ИСХОДНЫЙ ТЕКСТ

Незадолго до моих родов, когда дом уже был полностью готов к проживанию и там досушивались полы, его подожгли, причем облив нашим же бензином, стоявшем в канистре недалеко от новостроя. В тот день, ближе к вечеру, Гера уехал в Москву по делам, вернуться должен был поздно, так как только в одну сторону надо преодолеть 200 километров. Рабочие разъехались, и мы стали устраиваться спать с детьми в своем временном жилище, в котором мы пережидали строительство нашего дома. Этот маленький домик находился напротив нашего новостроя. На дворе стояла поздняя осень, день был очень ненастный, а ближе к ночи и вообще пошел проливной дождь с очень сильным ветром, что казалось, еще немного — и сорвет крышу, а стекла в окнах заунывно дребезжали. Дети все очень быстро заснули, да и меня клонило ко сну, вдруг залаяла собака, у нас тогда там была дворняжка по кличке «Тайга». Дочка, а она надо сказать не робкого десятка, вдруг мне говорит: «Мам, мне страшно, там кто-то ходит, давай выйдем посмотрим». На что я ей говорю: «Да перестань ты, чего тут бояться, кому мы здесь в лесу нужны, брать у нас нечего, давай спать». Мы и заснули. А через какое-то время меня разбудил стук в дверь, стучал дядя Ваня, местный мужичок, который жил у нас в выстроенном на скорую руку сарайчике, помогал нам управляться со скотиной. Мы ведь еще толком ничего не умели, только всему учились. Я подхожу к двери, а он кричит: «Алена, горим». Я сначала подумала, что загорелся домик, в котором мы ночевали. Открываю дверь и вижу столп пламени — полыхает во всю наш новый дом, в который мы уже завтра должны были въезжать. Я как увидела, машинально закрыла дверь, села на стоящую рядом табуреточку и заплакала. Мне не столько жалко было даже этот дом, сколько в этом я увидела, что горит Герина мечта о новой жизни. Он так старался построить мне с детьми этот дом, чтобы я там родила. Столько трудностей ему пришлось перенести и потратить не меньше нервов. Кто строился, знает, сколько здоровья, отнимает строительство, тем более, если ты в этом пока новичок, обмануть тебя норовит каждый, не говоря о том, что строились мы в очень недоступном для транспорта месте, и любая доставка строительных материалов была сродни бегу с препятствиями. И вот когда все преодолено, вдруг раз — и все уничтожено на корню.

Записи с указанием на именованные объекты
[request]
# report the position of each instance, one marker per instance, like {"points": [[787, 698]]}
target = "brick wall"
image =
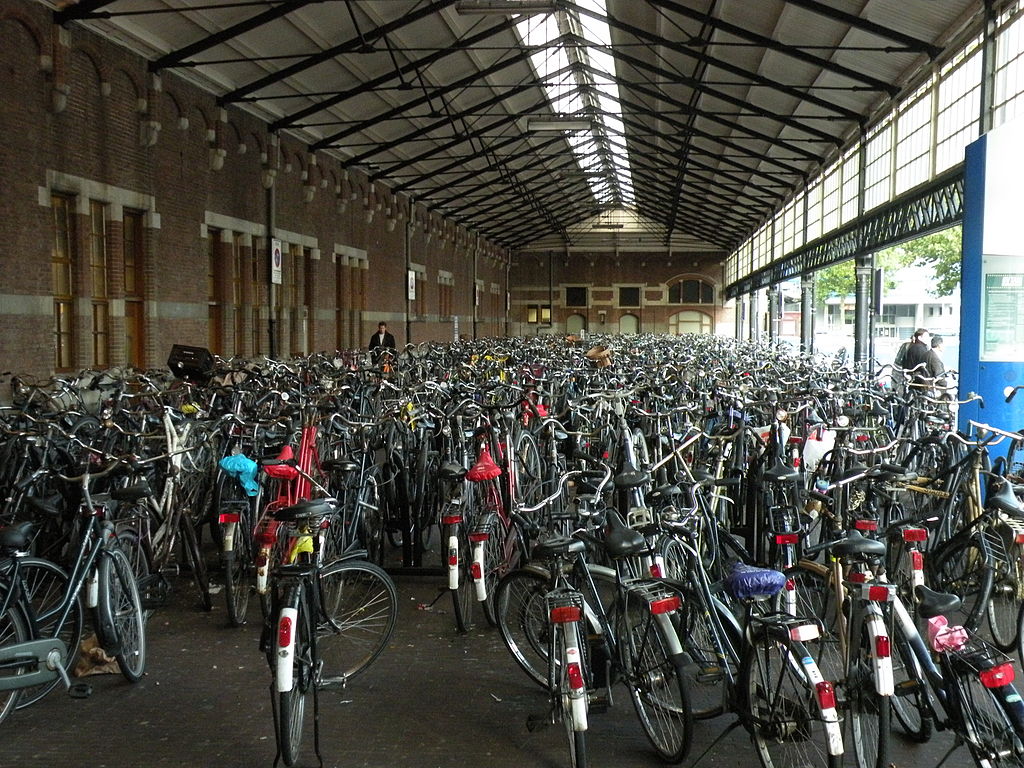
{"points": [[82, 117]]}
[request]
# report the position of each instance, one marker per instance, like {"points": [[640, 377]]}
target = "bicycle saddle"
{"points": [[751, 583], [932, 603], [631, 477], [856, 545], [452, 471], [1005, 500], [15, 537], [621, 540]]}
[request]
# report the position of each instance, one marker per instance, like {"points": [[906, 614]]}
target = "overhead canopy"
{"points": [[697, 118]]}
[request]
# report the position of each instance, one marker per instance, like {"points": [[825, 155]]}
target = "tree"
{"points": [[942, 252]]}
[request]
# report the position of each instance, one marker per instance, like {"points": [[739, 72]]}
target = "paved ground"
{"points": [[434, 699]]}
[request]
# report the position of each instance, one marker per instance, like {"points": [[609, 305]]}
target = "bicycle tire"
{"points": [[559, 687], [522, 621], [13, 630], [292, 702], [910, 709], [356, 614], [121, 611], [781, 710], [656, 681], [869, 713], [240, 561], [990, 728], [464, 596], [45, 586], [1004, 603], [964, 568]]}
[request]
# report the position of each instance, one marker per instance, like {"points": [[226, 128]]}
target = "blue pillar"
{"points": [[991, 354]]}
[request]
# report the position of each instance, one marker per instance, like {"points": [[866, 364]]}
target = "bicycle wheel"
{"points": [[561, 687], [869, 713], [909, 706], [45, 588], [240, 560], [292, 702], [189, 542], [13, 629], [991, 734], [1004, 603], [784, 717], [705, 653], [964, 569], [121, 613], [656, 681], [522, 621], [357, 608]]}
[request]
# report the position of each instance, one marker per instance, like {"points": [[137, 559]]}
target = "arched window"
{"points": [[691, 291], [690, 322]]}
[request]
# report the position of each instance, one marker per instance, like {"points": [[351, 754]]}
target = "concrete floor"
{"points": [[434, 699]]}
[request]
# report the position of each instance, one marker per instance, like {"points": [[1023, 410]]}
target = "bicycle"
{"points": [[328, 623], [41, 619]]}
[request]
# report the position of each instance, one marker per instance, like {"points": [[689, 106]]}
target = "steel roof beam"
{"points": [[349, 46]]}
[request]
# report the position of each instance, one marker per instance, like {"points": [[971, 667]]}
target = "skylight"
{"points": [[580, 83]]}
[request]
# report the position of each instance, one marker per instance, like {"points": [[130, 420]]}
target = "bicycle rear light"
{"points": [[996, 677], [805, 632], [883, 648], [565, 613], [574, 674], [666, 604], [285, 632], [826, 694]]}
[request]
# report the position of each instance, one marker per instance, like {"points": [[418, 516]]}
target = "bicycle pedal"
{"points": [[80, 690], [538, 722]]}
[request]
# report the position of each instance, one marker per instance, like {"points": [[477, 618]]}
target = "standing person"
{"points": [[381, 341]]}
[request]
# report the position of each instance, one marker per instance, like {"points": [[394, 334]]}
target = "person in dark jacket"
{"points": [[381, 342]]}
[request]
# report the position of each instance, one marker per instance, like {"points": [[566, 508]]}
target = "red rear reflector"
{"points": [[666, 604], [574, 674], [879, 594], [826, 694], [565, 613], [997, 676], [285, 632], [882, 646]]}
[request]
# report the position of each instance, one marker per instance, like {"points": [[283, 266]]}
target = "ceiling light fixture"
{"points": [[506, 7], [548, 125]]}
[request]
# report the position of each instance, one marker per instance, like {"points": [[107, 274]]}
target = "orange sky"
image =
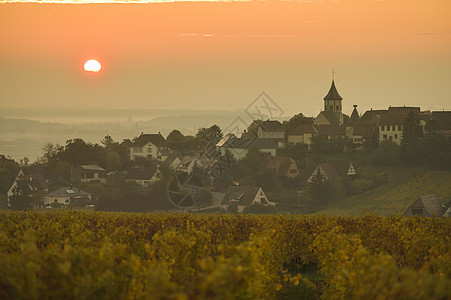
{"points": [[222, 55]]}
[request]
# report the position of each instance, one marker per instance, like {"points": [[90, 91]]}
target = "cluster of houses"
{"points": [[270, 135]]}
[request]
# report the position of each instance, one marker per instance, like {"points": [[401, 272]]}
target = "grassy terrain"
{"points": [[404, 186]]}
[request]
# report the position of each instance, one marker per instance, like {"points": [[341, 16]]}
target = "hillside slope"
{"points": [[395, 197]]}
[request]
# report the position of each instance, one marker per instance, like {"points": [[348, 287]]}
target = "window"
{"points": [[417, 212]]}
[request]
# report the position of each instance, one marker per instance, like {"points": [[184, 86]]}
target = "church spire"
{"points": [[333, 93]]}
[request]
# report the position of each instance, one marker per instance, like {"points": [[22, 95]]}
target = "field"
{"points": [[88, 255], [404, 186]]}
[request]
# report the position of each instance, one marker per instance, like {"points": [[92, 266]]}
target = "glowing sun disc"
{"points": [[92, 65]]}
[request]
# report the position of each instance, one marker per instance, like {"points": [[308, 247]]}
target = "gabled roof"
{"points": [[330, 116], [141, 173], [333, 93], [431, 204], [330, 169], [281, 165], [164, 152], [92, 168], [156, 139], [68, 191], [331, 129], [228, 138], [442, 119], [272, 126], [364, 130], [373, 115], [304, 128], [241, 195], [31, 184], [247, 143]]}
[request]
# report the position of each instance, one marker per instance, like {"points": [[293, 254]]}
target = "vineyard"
{"points": [[395, 197], [92, 255]]}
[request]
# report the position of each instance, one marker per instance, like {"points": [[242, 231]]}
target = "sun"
{"points": [[92, 65]]}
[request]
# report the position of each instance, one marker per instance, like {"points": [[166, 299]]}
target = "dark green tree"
{"points": [[206, 136]]}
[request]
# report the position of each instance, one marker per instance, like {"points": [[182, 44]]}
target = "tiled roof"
{"points": [[272, 126], [304, 128], [31, 184], [431, 204], [281, 165], [156, 139], [333, 93], [331, 129], [141, 173], [92, 168], [241, 195], [330, 116], [442, 119], [244, 143], [228, 138], [68, 191], [365, 130]]}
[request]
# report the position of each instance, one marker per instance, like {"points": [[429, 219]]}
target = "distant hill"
{"points": [[395, 197]]}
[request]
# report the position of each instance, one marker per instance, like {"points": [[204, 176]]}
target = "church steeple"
{"points": [[333, 93], [332, 102]]}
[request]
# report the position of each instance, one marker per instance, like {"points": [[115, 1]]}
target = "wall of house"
{"points": [[295, 139], [148, 151], [391, 133]]}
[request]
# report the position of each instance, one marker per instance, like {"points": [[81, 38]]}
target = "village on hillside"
{"points": [[295, 166]]}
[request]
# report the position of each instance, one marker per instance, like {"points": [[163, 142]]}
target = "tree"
{"points": [[295, 121], [175, 137], [19, 200], [107, 142], [412, 132], [206, 136]]}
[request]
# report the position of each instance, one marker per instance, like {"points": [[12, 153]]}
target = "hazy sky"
{"points": [[221, 55]]}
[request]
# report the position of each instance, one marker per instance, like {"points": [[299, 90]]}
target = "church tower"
{"points": [[332, 103]]}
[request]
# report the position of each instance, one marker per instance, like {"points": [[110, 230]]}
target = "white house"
{"points": [[244, 196], [66, 196], [147, 146]]}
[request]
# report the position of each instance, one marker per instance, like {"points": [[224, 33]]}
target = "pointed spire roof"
{"points": [[355, 115], [333, 94]]}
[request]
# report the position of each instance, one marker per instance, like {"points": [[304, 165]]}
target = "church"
{"points": [[332, 113]]}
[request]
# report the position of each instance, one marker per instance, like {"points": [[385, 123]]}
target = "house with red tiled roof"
{"points": [[33, 185], [281, 166], [302, 133], [391, 123], [148, 146], [244, 196]]}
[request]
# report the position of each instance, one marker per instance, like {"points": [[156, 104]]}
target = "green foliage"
{"points": [[322, 145], [207, 136], [388, 154], [91, 255], [258, 208]]}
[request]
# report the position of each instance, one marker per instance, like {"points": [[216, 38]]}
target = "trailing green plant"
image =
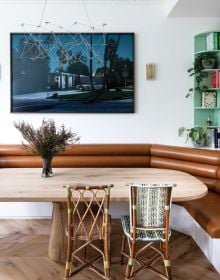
{"points": [[197, 71], [47, 140], [196, 134]]}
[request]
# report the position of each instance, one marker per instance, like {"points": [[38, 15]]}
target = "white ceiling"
{"points": [[194, 8]]}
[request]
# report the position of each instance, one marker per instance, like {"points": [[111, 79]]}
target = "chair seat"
{"points": [[144, 235]]}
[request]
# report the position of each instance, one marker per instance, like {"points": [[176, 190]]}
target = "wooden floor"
{"points": [[24, 244]]}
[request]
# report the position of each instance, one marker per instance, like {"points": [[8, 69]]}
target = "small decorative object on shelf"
{"points": [[209, 99], [196, 134], [209, 121], [46, 141], [212, 41], [215, 79]]}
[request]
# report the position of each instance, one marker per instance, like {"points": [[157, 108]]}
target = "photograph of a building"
{"points": [[76, 72]]}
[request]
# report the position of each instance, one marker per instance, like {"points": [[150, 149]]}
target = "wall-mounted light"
{"points": [[150, 71]]}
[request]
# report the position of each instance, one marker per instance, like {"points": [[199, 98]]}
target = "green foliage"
{"points": [[196, 71], [47, 140], [197, 134]]}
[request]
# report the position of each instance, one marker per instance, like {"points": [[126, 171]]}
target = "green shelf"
{"points": [[201, 114], [205, 51], [202, 108]]}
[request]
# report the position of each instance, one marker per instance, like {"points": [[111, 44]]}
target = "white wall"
{"points": [[161, 107]]}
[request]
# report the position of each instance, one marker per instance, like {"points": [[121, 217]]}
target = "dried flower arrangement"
{"points": [[46, 141]]}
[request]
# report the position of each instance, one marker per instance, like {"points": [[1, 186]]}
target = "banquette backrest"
{"points": [[83, 155], [202, 163]]}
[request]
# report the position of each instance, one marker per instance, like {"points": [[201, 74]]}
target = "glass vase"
{"points": [[47, 168]]}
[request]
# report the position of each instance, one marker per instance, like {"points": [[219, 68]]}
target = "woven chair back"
{"points": [[150, 205], [89, 207]]}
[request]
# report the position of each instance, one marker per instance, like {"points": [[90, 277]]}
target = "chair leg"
{"points": [[107, 257], [122, 249], [130, 265], [167, 261]]}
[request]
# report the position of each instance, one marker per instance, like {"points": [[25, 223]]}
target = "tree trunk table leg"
{"points": [[58, 239]]}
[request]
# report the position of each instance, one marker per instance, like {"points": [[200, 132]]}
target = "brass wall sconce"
{"points": [[150, 71]]}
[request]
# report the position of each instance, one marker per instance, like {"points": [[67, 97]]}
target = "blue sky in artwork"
{"points": [[76, 42]]}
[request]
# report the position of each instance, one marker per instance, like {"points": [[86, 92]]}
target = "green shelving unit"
{"points": [[204, 43]]}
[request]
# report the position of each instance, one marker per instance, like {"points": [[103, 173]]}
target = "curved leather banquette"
{"points": [[203, 164]]}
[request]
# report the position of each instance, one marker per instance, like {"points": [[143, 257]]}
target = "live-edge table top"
{"points": [[27, 185]]}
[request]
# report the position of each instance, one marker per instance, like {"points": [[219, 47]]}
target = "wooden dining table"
{"points": [[27, 185]]}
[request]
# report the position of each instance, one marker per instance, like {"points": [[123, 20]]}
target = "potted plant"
{"points": [[46, 141], [196, 134], [202, 61]]}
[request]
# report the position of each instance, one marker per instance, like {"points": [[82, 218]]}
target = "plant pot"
{"points": [[208, 63], [47, 168], [200, 144]]}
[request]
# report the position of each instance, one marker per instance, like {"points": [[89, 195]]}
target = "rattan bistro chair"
{"points": [[88, 220], [148, 221]]}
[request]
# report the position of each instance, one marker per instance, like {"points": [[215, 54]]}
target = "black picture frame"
{"points": [[72, 72]]}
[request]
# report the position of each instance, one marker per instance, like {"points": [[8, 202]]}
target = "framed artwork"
{"points": [[72, 72]]}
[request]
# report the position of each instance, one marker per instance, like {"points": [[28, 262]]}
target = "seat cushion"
{"points": [[145, 235], [206, 211]]}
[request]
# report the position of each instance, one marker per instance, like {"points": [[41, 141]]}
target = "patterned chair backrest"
{"points": [[150, 205], [88, 210]]}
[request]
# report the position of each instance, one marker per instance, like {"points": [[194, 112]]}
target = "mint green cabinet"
{"points": [[206, 105]]}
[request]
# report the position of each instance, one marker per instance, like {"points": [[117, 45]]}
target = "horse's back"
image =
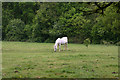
{"points": [[65, 39]]}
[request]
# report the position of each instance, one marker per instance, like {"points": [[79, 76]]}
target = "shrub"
{"points": [[14, 30], [86, 42], [118, 43]]}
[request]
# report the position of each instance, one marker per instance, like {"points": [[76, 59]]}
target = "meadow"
{"points": [[38, 60]]}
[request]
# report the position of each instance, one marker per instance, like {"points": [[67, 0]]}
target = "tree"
{"points": [[14, 30]]}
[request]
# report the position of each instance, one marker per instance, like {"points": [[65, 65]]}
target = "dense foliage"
{"points": [[44, 22]]}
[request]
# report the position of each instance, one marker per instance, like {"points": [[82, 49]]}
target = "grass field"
{"points": [[38, 60]]}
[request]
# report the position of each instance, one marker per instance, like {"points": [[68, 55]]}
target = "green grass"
{"points": [[38, 60]]}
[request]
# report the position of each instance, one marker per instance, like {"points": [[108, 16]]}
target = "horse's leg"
{"points": [[59, 47], [66, 46]]}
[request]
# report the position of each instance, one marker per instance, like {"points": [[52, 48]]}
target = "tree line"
{"points": [[46, 21]]}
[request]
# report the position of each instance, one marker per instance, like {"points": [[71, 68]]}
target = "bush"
{"points": [[118, 43], [15, 30], [86, 42]]}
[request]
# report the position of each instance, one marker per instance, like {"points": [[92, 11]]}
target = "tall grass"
{"points": [[38, 60]]}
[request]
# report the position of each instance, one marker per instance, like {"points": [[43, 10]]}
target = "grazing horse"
{"points": [[60, 41]]}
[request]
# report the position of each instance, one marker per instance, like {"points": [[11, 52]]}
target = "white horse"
{"points": [[59, 41]]}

ЧТО НУЖНО СДЕЛАТЬ
a - Ответьте на вопросы по тексту о пожаре в новом доме:
(i) Сколько километров нужно было преодолеть Гере до Москвы в одну сторону?
(ii) Какая кличка была у собаки?
(iii) Где жил дядя Ваня?
b - Напишите продолжение текста о пожаре в новом доме, начав сразу после его последнего предложения.
Записи служат самостоятельным материалом и с текстом о пожаре в новом доме не связаны.

ОТВЕТЫ К ЗАДАНИЯМ
a -
(i) 200 километров.
(ii) «Тайга».
(iii) В выстроенном на скорую руку сарайчике.

b -
Получив известие, что у нас пожар, Герман помчался домой с одной только мыслью: он боялся, что я вдруг рожу от испуга, и роды пройдут в неприспособленных для этого условиях. Наш дом стоял на горе, и еще с дороги он видел пламя, таким огромным оно было. Когда муж примчался, я открыла дверь, и он увидел меня по-прежнему с животом, то ощутил облегчение. Дом спасти было естественно нельзя, поливали коровники, сараи, чтобы огонь не перекинулся на них. Тушить наш пожар примчались все деревенские, я видела, что они искренне сочувствуют: во-первых, горел их труд, ведь большинство из них у нас работали, а потом мы к ним очень хорошо относились, каждый день, что они у нас работали, кормили их и завтраком, и обедом, и ужином. Всегда, если кого-то надо было выручить деньгами, Герман не отказывал, только на выпивку не давал.

Дом сгорел до фундамента, как будто мы ничего еще и не строили. А моя выпрошенная у мужа черепичная крыша от высокой температуры вспорхнула, как птица, и улетела на приличное расстояние. У нас осталась только разбитая Нива, а финансы оставляли желать лучшего. Мы сели в машину и поехали в никуда. Мы ехали и были рады тому, что остались живы, что дети не испугались, никто не пострадал. Герман сказал: «Мы пойдем другим путем», и в который раз начал все заново. Может, это кого-то удивит, но я искренне не хотела, чтобы Герман нашел тех, кто сделал поджог. Муж, мягко говоря, был на них очень зол прежде всего за тот испуг, который я перенесла, и те последствия, которые могли бы у меня от этого быть. Дети еще долгое время потом играли в пожар, построят дом из кубиков, потом сломают и говорят, что он сгорел. Поэтому я боялась, чтобы он не переборщил. Слава Богу, выяснить первое время не удавалось, а потом гнев прошел, трезво посмотрев на произошедшее, понимаешь, что все, что Бог ни делает, все только к лучшему, значит, так надо было. Ничего просто так не происходит в этой жизни. Первое время поскитались по знакомым, а потом вернулись в маленький домик, тот самый, в котором пережили пожар, доведя его немного до ума и прожили там, в Слободе, еще четыре года. Возвращаться обратно в город или коттеджный поселок не приходило даже в голову, уже пришло понимание, что по-другому жить нельзя. И жить нам было очень интересно!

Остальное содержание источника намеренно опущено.